> INSTRUCTIONS FOR THE TASK
Copy each line below exactly and leave the pictures out.

> SUPPLIED RECORDS
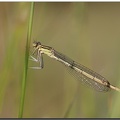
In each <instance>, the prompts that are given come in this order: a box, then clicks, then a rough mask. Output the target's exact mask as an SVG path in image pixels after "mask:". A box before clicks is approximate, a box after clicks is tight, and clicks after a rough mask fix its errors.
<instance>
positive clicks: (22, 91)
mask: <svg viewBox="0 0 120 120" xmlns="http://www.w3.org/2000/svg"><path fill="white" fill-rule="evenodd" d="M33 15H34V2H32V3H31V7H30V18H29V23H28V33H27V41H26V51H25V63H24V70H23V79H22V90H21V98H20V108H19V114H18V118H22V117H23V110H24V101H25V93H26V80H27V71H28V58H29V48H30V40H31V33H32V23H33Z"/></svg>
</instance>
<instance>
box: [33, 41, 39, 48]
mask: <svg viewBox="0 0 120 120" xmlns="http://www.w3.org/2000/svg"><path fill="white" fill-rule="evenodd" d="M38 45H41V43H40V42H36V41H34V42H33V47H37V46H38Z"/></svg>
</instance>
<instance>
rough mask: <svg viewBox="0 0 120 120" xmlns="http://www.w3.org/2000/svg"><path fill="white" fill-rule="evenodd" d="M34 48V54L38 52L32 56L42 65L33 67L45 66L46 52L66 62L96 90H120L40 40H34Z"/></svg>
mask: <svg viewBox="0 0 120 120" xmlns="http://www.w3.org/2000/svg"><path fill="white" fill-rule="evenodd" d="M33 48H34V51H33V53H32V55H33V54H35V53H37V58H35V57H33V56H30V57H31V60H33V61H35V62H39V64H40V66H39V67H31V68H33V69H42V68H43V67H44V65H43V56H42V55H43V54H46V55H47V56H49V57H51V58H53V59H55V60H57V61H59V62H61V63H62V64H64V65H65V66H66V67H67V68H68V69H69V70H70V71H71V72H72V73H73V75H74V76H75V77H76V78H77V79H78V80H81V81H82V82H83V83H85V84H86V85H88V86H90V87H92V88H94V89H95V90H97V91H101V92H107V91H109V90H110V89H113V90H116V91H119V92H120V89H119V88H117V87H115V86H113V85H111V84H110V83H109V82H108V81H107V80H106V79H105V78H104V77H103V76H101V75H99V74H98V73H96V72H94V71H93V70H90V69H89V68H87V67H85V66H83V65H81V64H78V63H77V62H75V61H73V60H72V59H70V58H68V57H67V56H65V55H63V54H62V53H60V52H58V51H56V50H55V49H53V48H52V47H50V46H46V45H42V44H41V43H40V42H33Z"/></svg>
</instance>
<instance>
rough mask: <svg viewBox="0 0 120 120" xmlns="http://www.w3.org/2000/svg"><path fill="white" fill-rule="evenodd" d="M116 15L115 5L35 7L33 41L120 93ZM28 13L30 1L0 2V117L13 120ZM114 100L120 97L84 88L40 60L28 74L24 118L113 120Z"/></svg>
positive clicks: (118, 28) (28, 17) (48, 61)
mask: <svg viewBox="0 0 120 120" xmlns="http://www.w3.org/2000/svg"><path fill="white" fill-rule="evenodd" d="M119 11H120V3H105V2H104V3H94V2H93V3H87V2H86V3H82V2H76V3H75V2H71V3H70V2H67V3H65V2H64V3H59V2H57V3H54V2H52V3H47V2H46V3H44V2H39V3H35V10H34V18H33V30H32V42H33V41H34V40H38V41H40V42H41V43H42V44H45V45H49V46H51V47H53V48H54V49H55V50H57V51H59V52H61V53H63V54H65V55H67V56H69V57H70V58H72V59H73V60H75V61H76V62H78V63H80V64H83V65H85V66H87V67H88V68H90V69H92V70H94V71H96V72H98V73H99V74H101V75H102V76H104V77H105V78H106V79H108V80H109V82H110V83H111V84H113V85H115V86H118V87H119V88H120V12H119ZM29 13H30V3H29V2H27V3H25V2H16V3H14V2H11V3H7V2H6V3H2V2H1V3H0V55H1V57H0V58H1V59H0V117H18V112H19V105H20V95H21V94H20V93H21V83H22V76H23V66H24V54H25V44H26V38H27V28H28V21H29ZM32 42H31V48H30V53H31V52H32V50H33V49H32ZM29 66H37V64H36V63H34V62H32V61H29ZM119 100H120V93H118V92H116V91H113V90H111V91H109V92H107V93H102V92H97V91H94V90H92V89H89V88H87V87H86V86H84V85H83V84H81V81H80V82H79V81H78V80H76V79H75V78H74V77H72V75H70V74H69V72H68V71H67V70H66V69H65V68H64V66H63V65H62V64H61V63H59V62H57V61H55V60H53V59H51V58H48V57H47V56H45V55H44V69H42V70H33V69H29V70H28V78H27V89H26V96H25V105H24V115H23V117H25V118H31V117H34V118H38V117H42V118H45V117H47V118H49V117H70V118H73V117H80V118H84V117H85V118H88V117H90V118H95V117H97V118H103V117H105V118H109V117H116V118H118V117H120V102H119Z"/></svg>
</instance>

> ANSWER TO THE PROBLEM
In each <instance>, the prompts that are given come in this order: a box, then clicks, then a rough mask. Output the target's exact mask as an SVG path in image pixels after "mask:". A box before clicks is approximate, a box after clicks is tight, and clicks after a rough mask fix its errors.
<instance>
positive clicks: (22, 91)
mask: <svg viewBox="0 0 120 120" xmlns="http://www.w3.org/2000/svg"><path fill="white" fill-rule="evenodd" d="M33 15H34V2H32V3H31V7H30V18H29V23H28V33H27V41H26V51H25V63H24V70H23V79H22V90H21V98H20V108H19V114H18V118H22V117H23V110H24V101H25V93H26V80H27V71H28V58H29V48H30V40H31V33H32V23H33Z"/></svg>
</instance>
<instance>
box: [33, 41, 39, 48]
mask: <svg viewBox="0 0 120 120" xmlns="http://www.w3.org/2000/svg"><path fill="white" fill-rule="evenodd" d="M38 45H41V43H40V42H36V41H34V42H33V47H37V46H38Z"/></svg>
</instance>
<instance>
rough mask: <svg viewBox="0 0 120 120" xmlns="http://www.w3.org/2000/svg"><path fill="white" fill-rule="evenodd" d="M34 48V54L38 52L32 56L42 65L33 67L45 66L46 52L66 62L96 90H120L40 40H34Z"/></svg>
mask: <svg viewBox="0 0 120 120" xmlns="http://www.w3.org/2000/svg"><path fill="white" fill-rule="evenodd" d="M33 48H34V51H33V53H32V55H33V54H35V53H37V58H35V57H33V56H30V57H31V60H33V61H35V62H39V64H40V66H39V67H31V68H33V69H42V68H43V67H44V65H43V56H42V55H43V54H46V55H47V56H49V57H51V58H53V59H55V60H57V61H59V62H61V63H62V64H64V65H65V66H66V67H67V68H68V69H69V70H70V71H71V72H72V73H73V75H74V76H75V77H76V78H77V79H78V80H81V81H82V82H83V83H85V84H86V85H88V86H90V87H92V88H94V89H95V90H97V91H101V92H107V91H109V90H110V89H113V90H116V91H119V92H120V89H119V88H117V87H115V86H113V85H111V84H110V83H109V82H108V81H107V80H106V79H105V78H104V77H103V76H101V75H99V74H98V73H96V72H94V71H93V70H90V69H89V68H87V67H85V66H83V65H81V64H78V63H77V62H75V61H73V60H72V59H70V58H68V57H67V56H65V55H63V54H62V53H60V52H58V51H56V50H55V49H53V48H52V47H50V46H46V45H42V44H41V43H40V42H33Z"/></svg>
</instance>
<instance>
rough mask: <svg viewBox="0 0 120 120" xmlns="http://www.w3.org/2000/svg"><path fill="white" fill-rule="evenodd" d="M116 15L115 5L35 7L33 41L120 93ZM28 13L30 1L0 2V117L13 120ZM114 100L120 97L84 88L40 60L28 74L24 118L113 120Z"/></svg>
positive clicks: (118, 28) (28, 17) (48, 61)
mask: <svg viewBox="0 0 120 120" xmlns="http://www.w3.org/2000/svg"><path fill="white" fill-rule="evenodd" d="M119 11H120V3H105V2H104V3H94V2H93V3H87V2H86V3H82V2H76V3H75V2H71V3H70V2H67V3H65V2H64V3H59V2H57V3H54V2H52V3H47V2H46V3H44V2H39V3H35V10H34V18H33V30H32V42H33V41H34V40H38V41H40V42H41V43H42V44H45V45H49V46H51V47H53V48H54V49H55V50H57V51H59V52H61V53H63V54H65V55H67V56H69V57H70V58H72V59H73V60H75V61H76V62H78V63H80V64H83V65H85V66H87V67H88V68H90V69H92V70H94V71H96V72H98V73H99V74H101V75H102V76H104V77H105V78H106V79H108V80H109V82H110V83H111V84H113V85H115V86H118V87H119V88H120V12H119ZM29 13H30V3H29V2H27V3H25V2H16V3H14V2H11V3H7V2H6V3H2V2H1V3H0V55H1V57H0V58H1V59H0V117H18V112H19V105H20V95H21V94H20V93H21V83H22V76H23V66H24V54H25V44H26V38H27V28H28V21H29ZM32 42H31V48H30V53H31V52H32V50H33V49H32ZM29 66H37V64H36V63H34V62H32V61H29ZM119 100H120V93H118V92H116V91H113V90H111V91H109V92H107V93H102V92H97V91H94V90H92V89H89V88H87V87H86V86H84V85H83V84H81V81H80V82H79V81H78V80H76V79H75V78H74V77H72V75H70V74H69V72H68V71H67V70H66V69H65V68H64V66H63V65H62V64H61V63H59V62H57V61H55V60H53V59H51V58H48V57H47V56H45V55H44V69H42V70H33V69H29V70H28V78H27V89H26V96H25V105H24V115H23V117H25V118H31V117H34V118H38V117H42V118H45V117H47V118H49V117H70V118H73V117H80V118H84V117H85V118H88V117H90V118H95V117H97V118H103V117H105V118H109V117H116V118H118V117H120V102H119Z"/></svg>
</instance>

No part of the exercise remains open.